Return every line of the listing that contains the string "snow".

[DATA FOR THIS TASK]:
----------

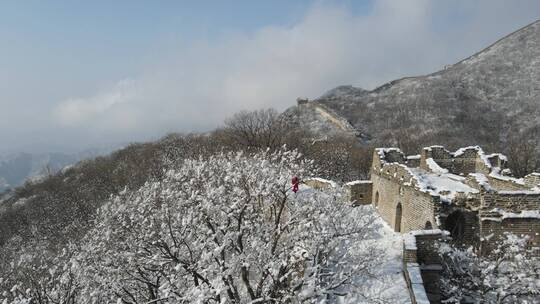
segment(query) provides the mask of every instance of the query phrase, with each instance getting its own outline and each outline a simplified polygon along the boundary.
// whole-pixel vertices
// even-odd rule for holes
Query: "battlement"
[[[506,163],[506,156],[486,154],[478,146],[455,152],[431,146],[411,156],[378,148],[371,167],[372,202],[398,232],[444,229],[470,245],[512,232],[529,235],[531,246],[538,247],[540,173],[514,178]]]

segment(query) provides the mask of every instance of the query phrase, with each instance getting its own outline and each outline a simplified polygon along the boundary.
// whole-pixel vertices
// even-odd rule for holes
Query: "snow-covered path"
[[[359,206],[374,213],[376,220],[373,234],[362,241],[355,250],[374,249],[376,266],[370,277],[358,278],[351,294],[342,303],[411,303],[402,269],[403,240],[375,212],[372,206]],[[354,262],[354,261],[353,261]]]

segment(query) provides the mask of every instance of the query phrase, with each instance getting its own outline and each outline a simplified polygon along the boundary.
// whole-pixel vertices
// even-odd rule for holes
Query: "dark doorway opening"
[[[450,232],[452,239],[462,241],[465,235],[465,215],[463,212],[452,212],[444,222],[444,229]]]
[[[401,232],[401,216],[403,214],[403,207],[401,207],[401,203],[398,203],[396,207],[396,221],[394,225],[394,231],[395,232]]]

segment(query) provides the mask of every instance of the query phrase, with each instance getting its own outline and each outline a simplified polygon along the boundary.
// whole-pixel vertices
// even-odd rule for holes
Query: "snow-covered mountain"
[[[372,91],[341,86],[311,103],[331,109],[375,144],[444,142],[503,150],[509,134],[540,129],[540,21],[433,74]],[[313,129],[313,116],[294,108],[300,123]]]
[[[47,171],[56,172],[82,159],[109,153],[111,149],[92,149],[80,153],[12,153],[0,156],[0,192],[36,179]]]

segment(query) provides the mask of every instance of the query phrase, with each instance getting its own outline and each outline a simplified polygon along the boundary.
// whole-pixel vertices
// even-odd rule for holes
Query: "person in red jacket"
[[[298,185],[300,184],[300,180],[298,179],[298,177],[293,177],[292,179],[292,184],[293,184],[293,192],[296,193],[298,192]]]

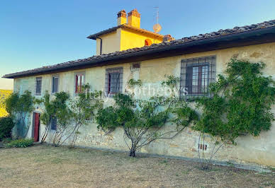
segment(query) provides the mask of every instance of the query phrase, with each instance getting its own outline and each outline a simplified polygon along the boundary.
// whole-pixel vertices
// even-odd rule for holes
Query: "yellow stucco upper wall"
[[[162,42],[159,38],[132,30],[120,29],[120,51],[134,47],[144,47],[146,39],[150,39],[152,44],[158,44]]]
[[[150,39],[152,44],[162,42],[159,37],[124,28],[118,28],[116,31],[103,35],[100,37],[102,39],[102,54],[144,47],[146,39]],[[101,40],[97,38],[96,55],[100,54],[100,45]]]
[[[118,30],[100,36],[102,39],[101,54],[108,54],[113,52],[120,51],[120,33]],[[100,54],[100,39],[96,39],[96,55]]]
[[[248,59],[252,62],[264,62],[266,64],[266,67],[264,70],[264,74],[265,75],[271,75],[275,78],[275,42],[142,61],[140,61],[140,69],[138,70],[138,77],[145,83],[161,82],[163,81],[165,74],[172,74],[175,76],[180,76],[181,59],[213,55],[216,56],[217,74],[223,74],[230,58],[232,56],[237,56],[239,59]],[[127,76],[128,76],[128,75],[133,75],[133,72],[131,72],[130,69],[132,63],[89,68],[54,74],[52,75],[42,75],[42,90],[50,90],[52,76],[53,75],[58,75],[60,76],[60,90],[73,93],[74,75],[77,72],[84,72],[86,74],[86,82],[89,83],[94,88],[101,90],[104,87],[105,69],[106,68],[123,66],[124,68],[123,78],[129,80],[132,76],[129,76],[129,78]],[[38,76],[40,76],[15,78],[14,90],[22,92],[24,90],[29,90],[34,92],[35,79]]]

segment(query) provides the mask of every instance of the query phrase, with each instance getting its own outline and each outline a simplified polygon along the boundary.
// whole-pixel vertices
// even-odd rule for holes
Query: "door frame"
[[[40,141],[40,125],[41,125],[41,124],[40,124],[40,112],[33,112],[33,131],[32,131],[32,138],[33,139],[34,139],[34,136],[35,136],[35,114],[38,114],[38,115],[39,115],[39,119],[38,119],[38,121],[39,121],[39,122],[38,122],[38,142]]]

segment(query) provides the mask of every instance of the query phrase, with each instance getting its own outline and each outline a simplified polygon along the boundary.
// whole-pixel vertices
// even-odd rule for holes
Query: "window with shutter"
[[[35,95],[41,95],[42,77],[35,78]]]
[[[59,80],[60,80],[60,78],[58,76],[52,77],[52,93],[55,93],[58,92]]]
[[[122,93],[123,73],[122,67],[106,69],[105,83],[106,95],[113,96],[115,94]]]
[[[56,131],[57,127],[57,119],[52,117],[50,119],[50,129]]]
[[[75,93],[82,93],[83,86],[84,85],[84,74],[77,74],[75,75]]]
[[[215,56],[181,60],[181,97],[211,96],[208,86],[215,81]],[[186,93],[183,92],[184,90]]]

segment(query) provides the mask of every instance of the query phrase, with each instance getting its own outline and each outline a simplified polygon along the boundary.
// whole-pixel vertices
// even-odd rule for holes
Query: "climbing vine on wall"
[[[179,78],[167,76],[162,86],[174,90]],[[174,84],[175,83],[175,84]],[[140,81],[130,80],[129,87],[141,86]],[[198,119],[196,112],[180,100],[178,95],[154,96],[149,100],[135,101],[133,93],[119,93],[114,97],[115,105],[102,108],[96,116],[98,128],[110,133],[123,128],[129,155],[157,139],[172,139]],[[164,130],[166,124],[174,129]]]
[[[225,75],[210,87],[213,97],[197,100],[203,112],[193,129],[218,139],[216,144],[236,144],[241,135],[257,136],[269,130],[275,120],[271,111],[275,87],[271,76],[263,76],[264,67],[264,63],[232,59]]]

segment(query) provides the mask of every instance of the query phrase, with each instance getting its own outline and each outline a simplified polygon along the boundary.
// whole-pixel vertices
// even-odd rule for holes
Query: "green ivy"
[[[193,129],[235,144],[240,135],[257,136],[269,130],[275,120],[271,111],[275,88],[271,77],[262,75],[264,67],[232,59],[225,75],[211,86],[213,97],[197,100],[203,113]]]

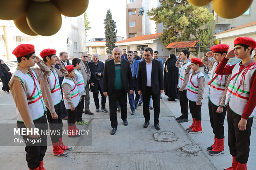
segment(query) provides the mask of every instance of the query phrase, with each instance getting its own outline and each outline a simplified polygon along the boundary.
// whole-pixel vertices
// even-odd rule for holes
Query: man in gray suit
[[[83,103],[84,101],[85,114],[93,114],[93,113],[90,111],[89,108],[90,105],[89,80],[90,80],[90,78],[91,77],[91,71],[86,62],[88,60],[88,54],[87,53],[82,53],[81,58],[82,58],[82,61],[81,62],[80,69],[85,81],[85,86],[84,91],[81,94],[82,97],[81,102]],[[82,108],[83,107],[83,105],[82,107]]]

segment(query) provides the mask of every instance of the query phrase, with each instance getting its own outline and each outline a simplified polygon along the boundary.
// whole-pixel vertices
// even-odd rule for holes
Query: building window
[[[4,48],[5,48],[5,36],[2,35],[2,41],[4,44]]]
[[[17,45],[19,45],[22,43],[22,37],[16,37],[16,42],[17,43]]]
[[[135,27],[135,22],[130,22],[130,27]]]
[[[144,47],[145,48],[146,48],[147,47],[148,47],[148,45],[136,45],[136,50],[139,51],[140,51],[140,49],[141,47]]]
[[[243,15],[250,15],[250,8],[248,8],[248,9],[244,13]]]

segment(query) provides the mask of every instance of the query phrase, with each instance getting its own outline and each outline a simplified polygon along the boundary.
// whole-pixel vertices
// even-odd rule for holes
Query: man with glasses
[[[87,53],[82,53],[81,56],[82,61],[81,62],[81,72],[83,79],[85,81],[85,90],[80,94],[82,98],[81,99],[81,103],[84,103],[85,105],[85,114],[93,114],[93,113],[90,111],[89,108],[90,105],[90,94],[89,94],[89,80],[91,77],[91,71],[90,70],[89,66],[87,65],[87,61],[88,61],[88,54]],[[82,108],[83,107],[83,104],[82,104]]]

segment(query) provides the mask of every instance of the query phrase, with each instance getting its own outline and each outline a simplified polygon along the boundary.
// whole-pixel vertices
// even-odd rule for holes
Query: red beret
[[[45,49],[40,53],[40,56],[43,58],[51,55],[55,55],[56,54],[56,50],[53,49]]]
[[[249,37],[240,37],[236,38],[234,41],[234,45],[246,45],[251,47],[254,49],[256,48],[256,41]]]
[[[12,51],[16,57],[22,57],[35,52],[35,46],[32,44],[21,44],[19,45]]]
[[[198,64],[200,65],[203,65],[203,63],[201,62],[201,59],[198,58],[191,58],[191,63],[194,63],[195,64]]]
[[[66,70],[68,70],[68,72],[70,72],[73,70],[74,70],[74,66],[71,64],[71,65],[68,65],[65,66]]]
[[[225,44],[219,44],[211,47],[211,49],[213,52],[228,51],[229,49],[229,46]]]

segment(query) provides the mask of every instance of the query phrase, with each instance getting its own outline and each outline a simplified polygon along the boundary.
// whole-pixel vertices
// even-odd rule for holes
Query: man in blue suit
[[[140,97],[139,94],[138,94],[138,88],[137,88],[137,74],[138,73],[138,68],[139,68],[140,61],[138,60],[133,59],[133,52],[132,51],[129,51],[127,52],[127,58],[129,61],[130,66],[132,71],[133,85],[133,88],[134,89],[134,92],[136,95],[135,100],[134,100],[133,92],[128,95],[129,103],[130,103],[131,110],[130,114],[133,115],[134,114],[135,109],[137,109],[137,105]]]
[[[100,112],[99,101],[99,91],[101,95],[101,109],[100,110],[107,112],[106,109],[106,97],[103,95],[103,70],[104,63],[99,61],[99,54],[92,54],[92,62],[88,63],[88,66],[91,71],[91,77],[89,80],[90,85],[90,90],[92,92],[94,103],[96,107],[96,112]]]
[[[123,49],[123,54],[122,54],[121,56],[121,58],[128,60],[127,55],[126,54],[126,49]]]

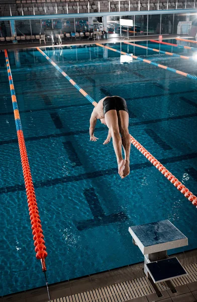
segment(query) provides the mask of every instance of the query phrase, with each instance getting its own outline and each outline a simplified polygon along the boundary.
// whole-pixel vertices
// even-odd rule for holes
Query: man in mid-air
[[[114,150],[117,159],[118,173],[124,178],[130,173],[131,137],[129,133],[129,112],[126,101],[123,98],[114,96],[106,97],[101,100],[94,107],[89,121],[90,140],[96,141],[94,135],[94,128],[97,119],[109,128],[108,135],[104,144],[108,143],[112,137]],[[121,134],[120,136],[120,133]],[[122,146],[125,153],[123,159]]]

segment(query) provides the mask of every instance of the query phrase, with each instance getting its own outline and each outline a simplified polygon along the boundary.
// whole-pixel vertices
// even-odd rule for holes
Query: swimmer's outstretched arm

----------

[ANSWER TO THE TASK]:
Query: "snow-covered path"
Query: "snow-covered mountain"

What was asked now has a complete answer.